Material for this exercise
######

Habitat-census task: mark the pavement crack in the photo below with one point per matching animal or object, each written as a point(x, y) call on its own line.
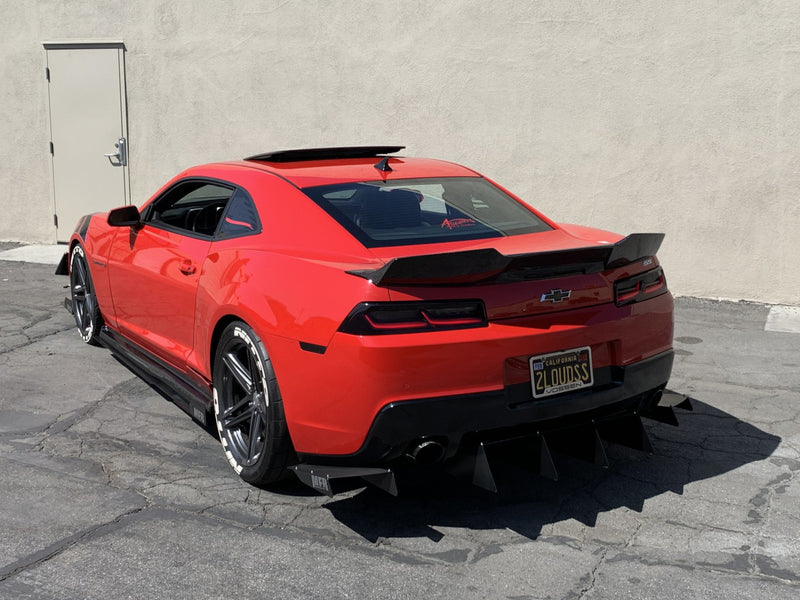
point(42, 556)
point(591, 577)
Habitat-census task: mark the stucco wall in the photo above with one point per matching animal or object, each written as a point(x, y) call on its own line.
point(681, 117)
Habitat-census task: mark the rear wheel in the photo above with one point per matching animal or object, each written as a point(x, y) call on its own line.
point(84, 301)
point(248, 407)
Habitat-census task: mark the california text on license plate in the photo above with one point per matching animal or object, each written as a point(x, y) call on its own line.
point(560, 372)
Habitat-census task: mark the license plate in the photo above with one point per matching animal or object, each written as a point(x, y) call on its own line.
point(560, 372)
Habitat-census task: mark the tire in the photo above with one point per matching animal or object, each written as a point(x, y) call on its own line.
point(248, 408)
point(84, 300)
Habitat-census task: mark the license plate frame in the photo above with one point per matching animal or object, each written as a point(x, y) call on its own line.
point(559, 372)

######

Task directions
Can you set out every line of the records above as a Markdown table with the columns Row and Line, numbering each row, skipping blank lines, and leaving out the pictures?

Exercise solution
| Row | Line |
|---|---|
| 1 | Habitat-census task: mark the pavement crack in the photo below with one point per matching animal or object, each written as a point(x, y) call on its own line. |
| 2 | point(42, 556) |
| 3 | point(591, 577) |
| 4 | Habitat-census task: mark the stucco wall in the photo above with one point per matching animal or object, each written as a point(x, y) call on its own line. |
| 5 | point(681, 117) |
| 6 | Habitat-census task: mark the rear wheel in the photo above with one point per matching animal or object, each written as a point(x, y) call on its own line. |
| 7 | point(84, 301) |
| 8 | point(248, 407) |
| 9 | Habitat-census task: mark the california text on license plate in the photo above with one point per matching animal or object, each written as a point(x, y) call on its own line. |
| 10 | point(560, 372) |
| 11 | Habitat-census task: mark the license plate in the photo above with one point per matching animal or object, each written as a point(x, y) call on its own line. |
| 12 | point(560, 372) |
| 13 | Habitat-census task: mark the tire in the photo above with one point per matching animal or object, each written as a point(x, y) call on its own line. |
| 14 | point(248, 408) |
| 15 | point(84, 300) |
| 16 | Habitat-census task: mark the license plate frame in the photo above with one point per matching animal or object, each written as a point(x, y) call on its own line. |
| 17 | point(559, 372) |